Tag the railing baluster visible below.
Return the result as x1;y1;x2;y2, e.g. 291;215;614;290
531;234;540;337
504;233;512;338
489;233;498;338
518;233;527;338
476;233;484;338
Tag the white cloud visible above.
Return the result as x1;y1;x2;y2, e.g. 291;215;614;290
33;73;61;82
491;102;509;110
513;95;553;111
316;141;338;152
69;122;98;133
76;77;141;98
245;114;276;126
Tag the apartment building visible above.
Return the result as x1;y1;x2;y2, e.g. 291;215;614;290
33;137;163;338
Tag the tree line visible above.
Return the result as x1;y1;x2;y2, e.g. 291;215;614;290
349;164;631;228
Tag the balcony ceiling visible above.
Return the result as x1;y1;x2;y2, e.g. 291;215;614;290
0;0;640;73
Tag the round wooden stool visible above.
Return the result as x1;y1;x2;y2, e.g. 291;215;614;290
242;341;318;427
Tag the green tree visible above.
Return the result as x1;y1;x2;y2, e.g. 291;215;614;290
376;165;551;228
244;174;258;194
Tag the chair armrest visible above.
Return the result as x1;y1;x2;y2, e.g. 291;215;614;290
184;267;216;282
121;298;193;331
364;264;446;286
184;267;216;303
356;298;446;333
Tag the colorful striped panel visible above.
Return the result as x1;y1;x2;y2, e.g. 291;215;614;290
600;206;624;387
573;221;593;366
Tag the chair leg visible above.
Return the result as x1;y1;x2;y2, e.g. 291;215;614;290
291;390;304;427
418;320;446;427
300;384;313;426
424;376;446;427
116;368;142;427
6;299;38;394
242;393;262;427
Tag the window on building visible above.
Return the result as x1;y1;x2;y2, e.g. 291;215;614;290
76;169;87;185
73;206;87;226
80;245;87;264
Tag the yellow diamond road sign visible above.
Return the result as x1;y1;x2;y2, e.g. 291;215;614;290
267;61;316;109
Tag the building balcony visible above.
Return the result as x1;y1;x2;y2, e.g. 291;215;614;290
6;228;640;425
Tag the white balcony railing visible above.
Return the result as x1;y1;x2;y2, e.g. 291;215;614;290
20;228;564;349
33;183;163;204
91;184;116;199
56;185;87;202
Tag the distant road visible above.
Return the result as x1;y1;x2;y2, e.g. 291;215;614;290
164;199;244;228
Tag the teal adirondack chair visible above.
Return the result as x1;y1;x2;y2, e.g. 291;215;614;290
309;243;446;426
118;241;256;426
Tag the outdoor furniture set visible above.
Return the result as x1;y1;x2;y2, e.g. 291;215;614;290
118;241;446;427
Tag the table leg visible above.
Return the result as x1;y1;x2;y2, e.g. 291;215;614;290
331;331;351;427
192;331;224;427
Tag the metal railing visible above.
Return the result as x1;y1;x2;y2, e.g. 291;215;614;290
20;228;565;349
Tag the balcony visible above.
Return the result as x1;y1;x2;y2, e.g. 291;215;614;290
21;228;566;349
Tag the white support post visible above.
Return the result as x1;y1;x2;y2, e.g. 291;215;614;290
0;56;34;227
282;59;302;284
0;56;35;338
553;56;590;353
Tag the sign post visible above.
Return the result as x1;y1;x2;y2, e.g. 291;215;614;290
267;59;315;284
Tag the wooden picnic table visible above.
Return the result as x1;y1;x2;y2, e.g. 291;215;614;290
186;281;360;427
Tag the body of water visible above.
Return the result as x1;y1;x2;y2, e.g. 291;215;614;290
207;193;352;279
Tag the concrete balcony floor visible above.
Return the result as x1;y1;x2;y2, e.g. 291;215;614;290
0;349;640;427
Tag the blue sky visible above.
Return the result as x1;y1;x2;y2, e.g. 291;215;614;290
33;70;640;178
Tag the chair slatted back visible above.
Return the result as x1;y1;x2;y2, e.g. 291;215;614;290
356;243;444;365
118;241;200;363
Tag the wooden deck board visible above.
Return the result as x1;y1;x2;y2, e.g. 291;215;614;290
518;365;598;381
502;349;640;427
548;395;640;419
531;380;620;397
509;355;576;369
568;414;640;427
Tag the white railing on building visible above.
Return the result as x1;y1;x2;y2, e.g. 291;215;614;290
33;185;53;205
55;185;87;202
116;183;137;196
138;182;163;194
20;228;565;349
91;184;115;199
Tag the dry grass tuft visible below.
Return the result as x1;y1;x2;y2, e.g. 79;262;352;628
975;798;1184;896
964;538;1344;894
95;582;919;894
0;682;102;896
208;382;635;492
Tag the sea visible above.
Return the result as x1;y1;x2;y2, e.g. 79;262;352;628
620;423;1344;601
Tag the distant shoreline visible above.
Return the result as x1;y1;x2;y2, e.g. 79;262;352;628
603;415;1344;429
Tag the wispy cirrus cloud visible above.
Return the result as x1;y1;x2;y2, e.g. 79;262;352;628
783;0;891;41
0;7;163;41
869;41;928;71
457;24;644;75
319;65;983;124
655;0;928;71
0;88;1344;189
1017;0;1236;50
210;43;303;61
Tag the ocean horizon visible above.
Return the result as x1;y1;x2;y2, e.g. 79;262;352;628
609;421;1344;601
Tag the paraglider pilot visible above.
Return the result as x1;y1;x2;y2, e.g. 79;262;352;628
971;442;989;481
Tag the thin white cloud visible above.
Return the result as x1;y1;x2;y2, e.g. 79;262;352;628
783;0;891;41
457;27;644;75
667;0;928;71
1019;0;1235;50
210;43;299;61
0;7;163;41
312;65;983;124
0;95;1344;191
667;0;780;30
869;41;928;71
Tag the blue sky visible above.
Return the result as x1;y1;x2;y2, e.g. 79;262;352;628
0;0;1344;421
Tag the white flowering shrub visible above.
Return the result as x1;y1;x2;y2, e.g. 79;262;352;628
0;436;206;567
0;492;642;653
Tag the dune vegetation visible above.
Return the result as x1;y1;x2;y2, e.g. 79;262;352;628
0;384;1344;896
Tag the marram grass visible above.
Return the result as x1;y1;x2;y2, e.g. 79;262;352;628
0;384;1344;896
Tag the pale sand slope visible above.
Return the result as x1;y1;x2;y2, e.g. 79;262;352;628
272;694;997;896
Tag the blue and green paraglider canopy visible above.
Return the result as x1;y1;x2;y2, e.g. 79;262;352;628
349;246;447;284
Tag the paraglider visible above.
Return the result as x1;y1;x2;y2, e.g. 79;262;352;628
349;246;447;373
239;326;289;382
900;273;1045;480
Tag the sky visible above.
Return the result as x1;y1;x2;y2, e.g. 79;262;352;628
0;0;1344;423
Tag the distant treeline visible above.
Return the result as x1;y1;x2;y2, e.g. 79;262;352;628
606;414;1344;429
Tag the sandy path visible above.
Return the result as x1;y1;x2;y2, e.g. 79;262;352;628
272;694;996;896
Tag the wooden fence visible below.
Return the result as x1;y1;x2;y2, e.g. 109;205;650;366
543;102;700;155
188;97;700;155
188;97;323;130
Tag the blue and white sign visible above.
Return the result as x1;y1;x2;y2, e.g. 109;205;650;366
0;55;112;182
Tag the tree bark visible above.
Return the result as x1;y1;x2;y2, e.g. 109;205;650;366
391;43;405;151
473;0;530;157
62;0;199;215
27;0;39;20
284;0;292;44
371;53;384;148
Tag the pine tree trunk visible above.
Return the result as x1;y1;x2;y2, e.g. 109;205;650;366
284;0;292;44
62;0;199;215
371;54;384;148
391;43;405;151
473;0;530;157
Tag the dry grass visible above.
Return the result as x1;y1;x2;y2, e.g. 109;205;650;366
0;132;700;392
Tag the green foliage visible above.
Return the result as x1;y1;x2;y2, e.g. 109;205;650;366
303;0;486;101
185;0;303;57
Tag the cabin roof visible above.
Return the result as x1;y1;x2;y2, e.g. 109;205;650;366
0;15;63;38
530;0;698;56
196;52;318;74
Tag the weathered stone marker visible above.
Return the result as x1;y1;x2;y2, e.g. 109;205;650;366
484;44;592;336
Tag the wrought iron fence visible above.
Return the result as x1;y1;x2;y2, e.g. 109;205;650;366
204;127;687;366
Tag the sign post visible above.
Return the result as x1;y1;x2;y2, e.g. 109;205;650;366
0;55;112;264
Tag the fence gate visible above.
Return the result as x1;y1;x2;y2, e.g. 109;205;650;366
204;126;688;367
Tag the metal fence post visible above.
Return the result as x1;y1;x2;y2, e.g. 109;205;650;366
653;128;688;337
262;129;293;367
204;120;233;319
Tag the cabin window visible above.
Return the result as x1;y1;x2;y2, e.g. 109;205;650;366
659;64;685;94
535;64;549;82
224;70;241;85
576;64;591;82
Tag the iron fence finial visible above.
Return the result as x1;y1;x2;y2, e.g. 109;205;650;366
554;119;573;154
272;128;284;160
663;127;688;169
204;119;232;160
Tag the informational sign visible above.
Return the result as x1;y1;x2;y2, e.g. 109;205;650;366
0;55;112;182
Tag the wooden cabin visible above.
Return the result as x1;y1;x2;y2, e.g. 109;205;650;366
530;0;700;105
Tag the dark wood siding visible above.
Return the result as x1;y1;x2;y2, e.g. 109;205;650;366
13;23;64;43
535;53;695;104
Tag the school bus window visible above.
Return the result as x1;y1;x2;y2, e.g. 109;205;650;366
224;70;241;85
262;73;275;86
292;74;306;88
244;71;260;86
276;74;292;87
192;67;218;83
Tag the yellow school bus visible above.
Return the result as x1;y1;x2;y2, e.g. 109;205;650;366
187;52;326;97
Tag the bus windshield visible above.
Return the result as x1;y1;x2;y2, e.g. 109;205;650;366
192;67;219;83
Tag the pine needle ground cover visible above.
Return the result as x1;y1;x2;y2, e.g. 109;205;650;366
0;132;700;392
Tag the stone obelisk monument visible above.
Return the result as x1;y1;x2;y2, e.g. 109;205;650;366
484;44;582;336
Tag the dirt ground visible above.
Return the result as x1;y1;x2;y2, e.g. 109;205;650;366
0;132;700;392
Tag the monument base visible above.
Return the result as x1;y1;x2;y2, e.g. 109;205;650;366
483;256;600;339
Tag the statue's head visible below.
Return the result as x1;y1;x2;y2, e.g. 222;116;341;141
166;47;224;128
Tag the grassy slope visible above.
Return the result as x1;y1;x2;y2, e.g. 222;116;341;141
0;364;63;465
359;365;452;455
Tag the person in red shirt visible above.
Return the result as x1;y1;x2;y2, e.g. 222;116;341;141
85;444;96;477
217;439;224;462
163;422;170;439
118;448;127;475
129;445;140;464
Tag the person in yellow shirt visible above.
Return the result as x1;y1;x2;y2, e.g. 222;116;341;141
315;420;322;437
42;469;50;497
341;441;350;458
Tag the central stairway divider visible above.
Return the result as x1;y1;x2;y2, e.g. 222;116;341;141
^^^^
Instructions for the task: Please reproduce the listing above without changes, from the line with "Tag the round wooden stool visible above." up to and including the line with "244;174;258;194".

Response:
Tag the round wooden stool visible above.
Return the result as x1;y1;x2;y2, e.g. 291;215;614;290
242;341;318;427
Tag the green tree visible above.
Return the result as x1;y1;x2;y2, e.g. 291;215;614;290
376;165;551;228
244;174;258;194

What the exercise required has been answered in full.